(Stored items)
>>

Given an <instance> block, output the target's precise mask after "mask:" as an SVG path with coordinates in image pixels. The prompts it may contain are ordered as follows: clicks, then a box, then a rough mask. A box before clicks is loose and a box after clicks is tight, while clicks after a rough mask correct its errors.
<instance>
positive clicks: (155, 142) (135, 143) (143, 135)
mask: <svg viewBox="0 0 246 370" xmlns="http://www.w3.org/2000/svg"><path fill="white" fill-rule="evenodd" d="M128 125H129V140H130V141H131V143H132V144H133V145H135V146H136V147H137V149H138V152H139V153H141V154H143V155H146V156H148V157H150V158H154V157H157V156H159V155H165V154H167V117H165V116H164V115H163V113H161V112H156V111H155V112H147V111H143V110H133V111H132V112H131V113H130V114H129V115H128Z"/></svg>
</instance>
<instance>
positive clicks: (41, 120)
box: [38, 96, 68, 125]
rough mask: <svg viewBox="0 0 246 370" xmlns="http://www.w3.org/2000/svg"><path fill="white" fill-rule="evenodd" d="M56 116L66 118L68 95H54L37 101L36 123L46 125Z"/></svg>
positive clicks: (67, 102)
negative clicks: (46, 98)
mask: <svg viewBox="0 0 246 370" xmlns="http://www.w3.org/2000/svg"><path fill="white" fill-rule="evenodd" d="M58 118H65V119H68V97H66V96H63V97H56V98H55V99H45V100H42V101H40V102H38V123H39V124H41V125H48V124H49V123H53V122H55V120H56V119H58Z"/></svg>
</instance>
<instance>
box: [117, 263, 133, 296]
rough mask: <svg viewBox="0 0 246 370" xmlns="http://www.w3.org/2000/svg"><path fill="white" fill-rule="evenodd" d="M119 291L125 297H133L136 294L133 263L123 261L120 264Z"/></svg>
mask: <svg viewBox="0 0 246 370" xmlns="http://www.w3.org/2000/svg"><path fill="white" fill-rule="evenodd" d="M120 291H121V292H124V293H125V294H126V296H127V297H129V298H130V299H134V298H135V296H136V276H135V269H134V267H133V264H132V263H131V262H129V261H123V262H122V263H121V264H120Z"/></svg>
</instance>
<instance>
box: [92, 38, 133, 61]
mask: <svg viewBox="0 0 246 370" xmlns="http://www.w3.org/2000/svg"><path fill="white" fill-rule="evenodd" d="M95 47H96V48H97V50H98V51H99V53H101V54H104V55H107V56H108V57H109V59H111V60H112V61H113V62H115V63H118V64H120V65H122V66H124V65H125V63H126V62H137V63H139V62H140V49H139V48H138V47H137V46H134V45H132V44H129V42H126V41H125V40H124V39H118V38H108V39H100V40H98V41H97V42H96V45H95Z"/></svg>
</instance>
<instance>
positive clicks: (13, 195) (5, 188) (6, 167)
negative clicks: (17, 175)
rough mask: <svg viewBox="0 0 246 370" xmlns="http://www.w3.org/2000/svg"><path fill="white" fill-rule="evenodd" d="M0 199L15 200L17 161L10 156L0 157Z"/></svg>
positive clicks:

<<

=== PROBLEM TO SOLVE ===
Please return the lines above exactly, from the first one down to the line with "box: [117, 263, 133, 296]", and stop after that line.

=== TASK ANSWER ===
Given an <instance> block, output the target's precise mask after "mask:" as an SVG path with coordinates in image pixels. The prompts it may contain are ordered as follows: clicks, then a box, then a rough mask. A box before clicks is loose and a box after clicks is tight, while clicks after a rough mask correct its errors.
<instance>
positive clicks: (155, 142) (135, 143) (143, 135)
mask: <svg viewBox="0 0 246 370" xmlns="http://www.w3.org/2000/svg"><path fill="white" fill-rule="evenodd" d="M128 125H129V140H130V141H131V143H132V144H133V145H135V146H136V147H137V149H138V152H139V153H141V154H143V155H146V156H148V157H150V158H154V157H157V156H159V155H165V154H167V117H165V116H164V115H163V113H161V112H156V111H155V112H147V111H143V110H133V111H132V112H131V113H130V114H129V115H128Z"/></svg>
</instance>
<instance>
positive clicks: (41, 120)
box: [38, 96, 68, 125]
rough mask: <svg viewBox="0 0 246 370" xmlns="http://www.w3.org/2000/svg"><path fill="white" fill-rule="evenodd" d="M56 116L66 118L68 95H54L37 101L36 123L46 125Z"/></svg>
positive clicks: (67, 102)
negative clicks: (46, 98)
mask: <svg viewBox="0 0 246 370" xmlns="http://www.w3.org/2000/svg"><path fill="white" fill-rule="evenodd" d="M58 118H65V119H68V97H66V96H63V97H56V98H55V99H45V100H42V101H40V102H38V123H39V124H41V125H48V124H49V123H53V122H55V120H56V119H58Z"/></svg>
</instance>
<instance>
box: [117, 263, 133, 296]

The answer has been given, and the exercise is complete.